===== QUOTED TEXT =====

There’s some bad behavior going on with DNS right now. In Washington and at local ISPs.

It turns out that some slimeball ISPs are using DNS as a revenue stream, by sending weird DNS requests to marketing web sites instead of returning an error the way they’re supposed to. Nine of them are doing it: Hughes, Frontier, Cavalier, FiberNet, Spacenet, Onvoy, WOW [Wide Open West], Cincy B., and SDN. If your ISP is on the list, change it now. We shouldn’t reward bad behavior. Change what, you ask? Ideally, change ISPs. If you can’t do that, change to a new DNS.

If you happen to be on one of these ISPs, I recommend you run DNS Bench, as I’ve mentioned before, to find suitable alternatives to use.

The other reason is the Protect-IP act  makes DNS servers censor web sites accused of copyright infringement. Accused, not found guilty. I’m not sure what happened to innocent until proven guilty and due process and all those other things we fought a war about, but I guess large corporations get to buy changes to the constitution when it suits them. This act isn’t law yet, but it doesn’t hurt to be prepared.

===== MATERIAL SUPPLIED =====

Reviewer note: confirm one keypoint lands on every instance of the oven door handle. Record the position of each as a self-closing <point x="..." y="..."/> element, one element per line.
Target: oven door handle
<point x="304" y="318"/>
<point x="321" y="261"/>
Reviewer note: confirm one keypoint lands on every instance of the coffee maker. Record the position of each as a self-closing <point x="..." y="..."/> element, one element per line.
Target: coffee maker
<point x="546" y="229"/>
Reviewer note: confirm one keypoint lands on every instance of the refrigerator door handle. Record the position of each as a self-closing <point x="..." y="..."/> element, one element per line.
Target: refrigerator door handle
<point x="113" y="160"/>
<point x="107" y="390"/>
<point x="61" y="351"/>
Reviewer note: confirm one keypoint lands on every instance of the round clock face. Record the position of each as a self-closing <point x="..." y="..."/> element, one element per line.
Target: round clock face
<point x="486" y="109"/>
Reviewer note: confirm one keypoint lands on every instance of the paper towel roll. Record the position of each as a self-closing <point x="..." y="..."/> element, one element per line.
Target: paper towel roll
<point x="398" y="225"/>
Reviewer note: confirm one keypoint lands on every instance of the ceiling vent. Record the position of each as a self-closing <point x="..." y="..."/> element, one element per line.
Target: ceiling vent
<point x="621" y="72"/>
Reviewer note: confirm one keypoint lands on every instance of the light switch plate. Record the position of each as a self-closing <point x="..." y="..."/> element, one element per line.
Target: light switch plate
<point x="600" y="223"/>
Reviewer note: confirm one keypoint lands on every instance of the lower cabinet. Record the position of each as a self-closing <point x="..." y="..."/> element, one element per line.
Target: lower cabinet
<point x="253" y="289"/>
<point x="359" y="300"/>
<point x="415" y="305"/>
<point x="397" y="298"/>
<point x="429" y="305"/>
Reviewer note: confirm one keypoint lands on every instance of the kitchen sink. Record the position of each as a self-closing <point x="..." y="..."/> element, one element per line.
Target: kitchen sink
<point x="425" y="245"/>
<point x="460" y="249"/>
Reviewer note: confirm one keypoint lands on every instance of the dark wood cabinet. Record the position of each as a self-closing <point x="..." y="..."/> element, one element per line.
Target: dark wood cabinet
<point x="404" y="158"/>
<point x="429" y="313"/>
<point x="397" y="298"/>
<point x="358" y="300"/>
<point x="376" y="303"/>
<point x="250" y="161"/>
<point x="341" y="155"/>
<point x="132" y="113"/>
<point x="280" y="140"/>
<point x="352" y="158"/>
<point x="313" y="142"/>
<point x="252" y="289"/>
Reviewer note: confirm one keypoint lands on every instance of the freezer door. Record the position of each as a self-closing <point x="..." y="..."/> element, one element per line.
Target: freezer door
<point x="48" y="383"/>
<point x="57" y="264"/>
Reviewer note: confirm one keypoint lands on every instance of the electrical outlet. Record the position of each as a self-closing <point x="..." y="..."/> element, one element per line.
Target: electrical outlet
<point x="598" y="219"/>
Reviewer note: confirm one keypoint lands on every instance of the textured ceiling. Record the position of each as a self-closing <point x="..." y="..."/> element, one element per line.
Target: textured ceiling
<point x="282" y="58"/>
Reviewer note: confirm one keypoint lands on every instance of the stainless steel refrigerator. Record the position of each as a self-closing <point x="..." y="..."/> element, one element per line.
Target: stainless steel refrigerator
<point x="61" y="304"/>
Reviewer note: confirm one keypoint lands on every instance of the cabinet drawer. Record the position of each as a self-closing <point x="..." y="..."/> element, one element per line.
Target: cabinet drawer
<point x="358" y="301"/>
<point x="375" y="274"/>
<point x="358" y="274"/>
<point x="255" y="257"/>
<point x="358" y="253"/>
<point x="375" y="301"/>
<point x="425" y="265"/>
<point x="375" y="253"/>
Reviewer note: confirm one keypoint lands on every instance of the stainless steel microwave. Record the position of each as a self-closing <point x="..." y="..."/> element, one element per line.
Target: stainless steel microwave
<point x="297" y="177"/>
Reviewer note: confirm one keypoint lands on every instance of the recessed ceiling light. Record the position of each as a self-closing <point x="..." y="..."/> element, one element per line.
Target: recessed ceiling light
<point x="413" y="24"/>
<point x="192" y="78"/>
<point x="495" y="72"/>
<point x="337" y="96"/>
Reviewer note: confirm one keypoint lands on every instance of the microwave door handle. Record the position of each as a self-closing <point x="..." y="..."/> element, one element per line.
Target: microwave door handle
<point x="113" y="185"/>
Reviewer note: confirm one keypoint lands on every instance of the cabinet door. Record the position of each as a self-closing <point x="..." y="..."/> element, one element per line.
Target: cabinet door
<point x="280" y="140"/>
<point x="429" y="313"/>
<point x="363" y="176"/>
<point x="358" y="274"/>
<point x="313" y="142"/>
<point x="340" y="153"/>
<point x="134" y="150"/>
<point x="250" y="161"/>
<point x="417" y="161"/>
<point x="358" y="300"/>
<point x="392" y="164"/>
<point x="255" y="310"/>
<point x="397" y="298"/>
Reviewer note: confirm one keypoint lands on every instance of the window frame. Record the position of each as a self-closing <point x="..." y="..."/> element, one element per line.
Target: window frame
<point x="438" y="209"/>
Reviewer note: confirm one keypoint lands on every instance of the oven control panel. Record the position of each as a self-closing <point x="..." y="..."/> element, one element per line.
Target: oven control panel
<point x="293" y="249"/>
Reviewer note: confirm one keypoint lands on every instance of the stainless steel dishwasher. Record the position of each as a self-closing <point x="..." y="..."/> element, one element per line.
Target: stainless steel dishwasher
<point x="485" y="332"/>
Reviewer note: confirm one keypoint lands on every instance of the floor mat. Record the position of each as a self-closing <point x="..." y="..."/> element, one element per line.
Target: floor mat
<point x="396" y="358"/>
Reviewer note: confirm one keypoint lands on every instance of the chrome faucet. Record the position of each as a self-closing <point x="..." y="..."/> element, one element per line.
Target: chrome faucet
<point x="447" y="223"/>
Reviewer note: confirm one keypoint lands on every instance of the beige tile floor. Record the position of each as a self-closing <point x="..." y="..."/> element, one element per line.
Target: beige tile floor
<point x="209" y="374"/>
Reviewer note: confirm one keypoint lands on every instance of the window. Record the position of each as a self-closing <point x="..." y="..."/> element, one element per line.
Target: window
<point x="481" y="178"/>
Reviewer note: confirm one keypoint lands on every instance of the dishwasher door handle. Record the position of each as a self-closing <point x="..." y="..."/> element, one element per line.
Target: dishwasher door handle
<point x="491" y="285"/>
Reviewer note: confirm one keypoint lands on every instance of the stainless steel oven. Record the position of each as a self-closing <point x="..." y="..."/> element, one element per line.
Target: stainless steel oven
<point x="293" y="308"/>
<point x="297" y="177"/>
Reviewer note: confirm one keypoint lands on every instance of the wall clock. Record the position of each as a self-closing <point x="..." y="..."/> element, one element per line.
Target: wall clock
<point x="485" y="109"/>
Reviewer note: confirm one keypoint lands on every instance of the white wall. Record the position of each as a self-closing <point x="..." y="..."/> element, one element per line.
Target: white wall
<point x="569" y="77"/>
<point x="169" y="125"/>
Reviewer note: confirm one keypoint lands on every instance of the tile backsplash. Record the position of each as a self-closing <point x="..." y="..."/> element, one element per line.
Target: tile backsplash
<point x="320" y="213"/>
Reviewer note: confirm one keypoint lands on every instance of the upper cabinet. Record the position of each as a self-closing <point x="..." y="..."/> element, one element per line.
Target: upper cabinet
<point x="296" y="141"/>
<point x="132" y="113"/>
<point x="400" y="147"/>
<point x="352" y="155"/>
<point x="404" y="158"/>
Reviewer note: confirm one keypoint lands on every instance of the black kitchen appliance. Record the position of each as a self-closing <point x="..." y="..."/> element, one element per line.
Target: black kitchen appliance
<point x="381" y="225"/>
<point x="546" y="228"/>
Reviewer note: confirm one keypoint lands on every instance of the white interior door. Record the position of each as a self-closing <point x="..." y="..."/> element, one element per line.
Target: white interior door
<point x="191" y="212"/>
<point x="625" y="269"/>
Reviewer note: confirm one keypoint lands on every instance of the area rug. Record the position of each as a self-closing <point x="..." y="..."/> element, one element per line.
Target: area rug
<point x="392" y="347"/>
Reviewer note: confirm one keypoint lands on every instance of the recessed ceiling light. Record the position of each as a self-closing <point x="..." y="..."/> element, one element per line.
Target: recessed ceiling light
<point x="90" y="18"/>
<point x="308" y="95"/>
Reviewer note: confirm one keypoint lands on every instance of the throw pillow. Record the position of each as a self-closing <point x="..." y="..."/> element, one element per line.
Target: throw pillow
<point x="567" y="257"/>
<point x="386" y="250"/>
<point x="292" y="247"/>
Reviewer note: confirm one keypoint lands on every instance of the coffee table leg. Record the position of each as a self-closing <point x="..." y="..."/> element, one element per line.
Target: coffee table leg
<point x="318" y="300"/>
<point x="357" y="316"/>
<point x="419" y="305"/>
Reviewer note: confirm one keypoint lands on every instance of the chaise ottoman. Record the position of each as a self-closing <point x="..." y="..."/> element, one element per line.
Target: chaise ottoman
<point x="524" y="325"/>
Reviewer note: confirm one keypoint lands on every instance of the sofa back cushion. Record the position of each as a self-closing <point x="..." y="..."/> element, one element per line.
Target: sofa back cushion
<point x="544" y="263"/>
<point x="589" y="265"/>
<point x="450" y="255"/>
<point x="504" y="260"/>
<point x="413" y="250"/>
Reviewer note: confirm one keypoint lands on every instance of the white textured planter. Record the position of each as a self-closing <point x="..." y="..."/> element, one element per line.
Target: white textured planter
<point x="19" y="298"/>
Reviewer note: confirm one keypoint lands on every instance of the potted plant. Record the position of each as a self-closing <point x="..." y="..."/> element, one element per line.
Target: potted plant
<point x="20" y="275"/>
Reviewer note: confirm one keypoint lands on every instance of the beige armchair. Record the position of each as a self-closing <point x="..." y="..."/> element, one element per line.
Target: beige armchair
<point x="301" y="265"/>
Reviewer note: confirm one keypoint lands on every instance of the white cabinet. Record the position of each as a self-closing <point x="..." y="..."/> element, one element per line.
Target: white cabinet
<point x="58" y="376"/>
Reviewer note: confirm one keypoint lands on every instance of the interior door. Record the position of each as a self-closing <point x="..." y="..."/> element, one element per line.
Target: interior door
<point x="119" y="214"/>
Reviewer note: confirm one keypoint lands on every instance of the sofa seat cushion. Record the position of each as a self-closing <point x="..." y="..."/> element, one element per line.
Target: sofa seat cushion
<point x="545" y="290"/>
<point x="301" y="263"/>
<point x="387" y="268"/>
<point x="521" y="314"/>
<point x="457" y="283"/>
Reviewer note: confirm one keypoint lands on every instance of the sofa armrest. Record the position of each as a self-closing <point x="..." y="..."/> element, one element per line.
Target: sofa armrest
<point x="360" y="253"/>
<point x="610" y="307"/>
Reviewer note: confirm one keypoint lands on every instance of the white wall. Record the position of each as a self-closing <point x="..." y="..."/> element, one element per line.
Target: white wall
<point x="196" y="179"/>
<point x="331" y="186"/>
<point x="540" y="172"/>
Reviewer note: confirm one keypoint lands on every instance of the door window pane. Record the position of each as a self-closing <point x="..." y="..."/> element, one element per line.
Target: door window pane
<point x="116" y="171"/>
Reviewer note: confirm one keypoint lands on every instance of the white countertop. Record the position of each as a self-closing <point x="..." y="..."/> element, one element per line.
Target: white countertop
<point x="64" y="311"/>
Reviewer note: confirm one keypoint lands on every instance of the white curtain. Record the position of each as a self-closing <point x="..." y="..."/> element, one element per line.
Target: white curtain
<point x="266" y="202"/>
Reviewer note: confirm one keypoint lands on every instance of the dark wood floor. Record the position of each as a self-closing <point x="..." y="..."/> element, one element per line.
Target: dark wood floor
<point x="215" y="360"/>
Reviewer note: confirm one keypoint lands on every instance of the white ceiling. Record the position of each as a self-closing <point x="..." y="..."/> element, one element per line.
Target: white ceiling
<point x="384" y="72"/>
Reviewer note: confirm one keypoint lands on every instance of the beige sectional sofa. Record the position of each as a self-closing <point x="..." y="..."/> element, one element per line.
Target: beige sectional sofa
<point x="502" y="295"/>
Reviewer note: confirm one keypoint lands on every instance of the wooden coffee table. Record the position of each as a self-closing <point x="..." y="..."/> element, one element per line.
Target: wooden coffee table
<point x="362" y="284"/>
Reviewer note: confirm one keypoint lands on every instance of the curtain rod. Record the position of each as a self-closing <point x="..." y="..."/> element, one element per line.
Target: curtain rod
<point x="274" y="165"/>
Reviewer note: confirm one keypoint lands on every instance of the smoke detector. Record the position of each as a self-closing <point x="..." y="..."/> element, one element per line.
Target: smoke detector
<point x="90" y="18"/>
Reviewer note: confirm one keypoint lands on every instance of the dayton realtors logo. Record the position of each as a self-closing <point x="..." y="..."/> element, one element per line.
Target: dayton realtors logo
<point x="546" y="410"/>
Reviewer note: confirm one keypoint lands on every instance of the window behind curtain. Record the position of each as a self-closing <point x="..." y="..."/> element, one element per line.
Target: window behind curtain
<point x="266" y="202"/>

=====

• [GOALS]:
A. Answer these questions about the DNS post:
(i) How many ISPs does it say are sending DNS requests to marketing web sites instead of returning an error?
(ii) Which tool does the writer recommend running to find alternatives?
(iii) What does the Protect-IP act make DNS servers do to web sites accused of copyright infringement?
B. Convert part of the records into a JSON list of strings, with one string per line and blank lines left out. Begin at the line that has "of the dayton" and stop after the final line of the records.
The text and the records were taken from separate sources.

• [EXPECTED RESULTS]:
A.
(i) Nine.
(ii) DNS Bench.
(iii) Censor them.

B.
[
  "Reviewer note: confirm one keypoint lands on every instance of the dayton realtors logo. Record the position of each as a self-closing <point x=\"...\" y=\"...\"/> element, one element per line.",
  "Target: dayton realtors logo",
  "<point x=\"546\" y=\"410\"/>",
  "Reviewer note: confirm one keypoint lands on every instance of the window behind curtain. Record the position of each as a self-closing <point x=\"...\" y=\"...\"/> element, one element per line.",
  "Target: window behind curtain",
  "<point x=\"266\" y=\"202\"/>"
]